# start of DOCUMENT EXTRACT

The socio-economic analysis is a valuable tool for establishing the balance between these impacts and for providing some clarifications on the opportunities for improvement.
The socio-economic analysis of ASCENT power plant technologies has three objectives:
• to characterize and assess advantages and disadvantages of ASCENT technologies from society’s point of view;
• to allocate a value to the advantages and disadvantages provided by the various technological options.
• to identify what societal challenges the ASCENT project is expected to positively contribute to;

The first two objectives have been achieved through a cost-benefit analysis.
The last objective has been achieved using a strategic foresight-based approach.

Cost-Benefit Analysis – The cost-benefit analysis (CBA) focused on the comparison between configurations of reference power plants and ASCENT power plant. The following ASCENT processes were integrated in a power plant configuration:
- the calcium-copper looping process (Ca-Cu);
- the carbonated shift process (C-shift);
- the Sorption Enhanced Reforming process (SER).

# end of DOCUMENT EXTRACT

** PROBLEM SET **
1 - Based on the ASCENT socio-economic analysis text, answer yes or no for each statement and quote the words that settle it. (a) A cost-benefit analysis was used to meet the first two objectives. (b) The last objective was also met through a cost-benefit analysis. (c) The carbonated shift process was one of the ASCENT processes built into a power plant configuration.
2 - Pick up the ASCENT socio-economic analysis text after its final sentence and keep writing.

# start of SOURCE DATA

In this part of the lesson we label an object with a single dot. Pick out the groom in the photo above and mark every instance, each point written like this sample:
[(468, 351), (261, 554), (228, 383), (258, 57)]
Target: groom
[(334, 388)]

# end of SOURCE DATA

** EXPECTED RESPONSES **
1 -
(a) Yes: "The first two objectives have been achieved through a cost-benefit analysis."
(b) No: "The last objective has been achieved using a strategic foresight-based approach."
(c) Yes: "the carbonated shift process (C-shift)"

2 -
Impacts on health and the environment have been characterized for each plant configuration in the ASCENT life cycle assessment (WP5). Impacts related to global warming, health and ecosystems are further considered in the cost-benefit analysis. They are non-monetary impacts or “externalities”. Valuation methods have been used for giving a value to those impacts, translating them into costs and benefits. They are based on estimates of the social cost of carbon, the value of life year, and restoration costs of ecosystems.

Two indicators have been used for benchmarking plant configurations:
- the “health and environmental (H&E) costs per MWh produced” which represents the costs borne by health and environmental impacts generated by plant production. The lower are these costs, the better is the health and environmental performance of a technology;
- the “health and environmental Net Present Value per MWh produced” (NPVH&E) which measures the social benefit brought by a technology. It is a new indicator modifying the Net Present Value (NPV), a common economic indicator, for integrating contribution of environmental economics. This indicator takes into account H&E costs, operational and capital costs and benefits provided by electricity sales. A higher NPVH&E indicates a higher net social benefit from the technology.

H&E costs: ASCENT power plants integrating C-Shift, SER-SOFC and Ca-Cu process show good H&E performances in terms of H&E costs per MWh when compared to their respective benchmarks.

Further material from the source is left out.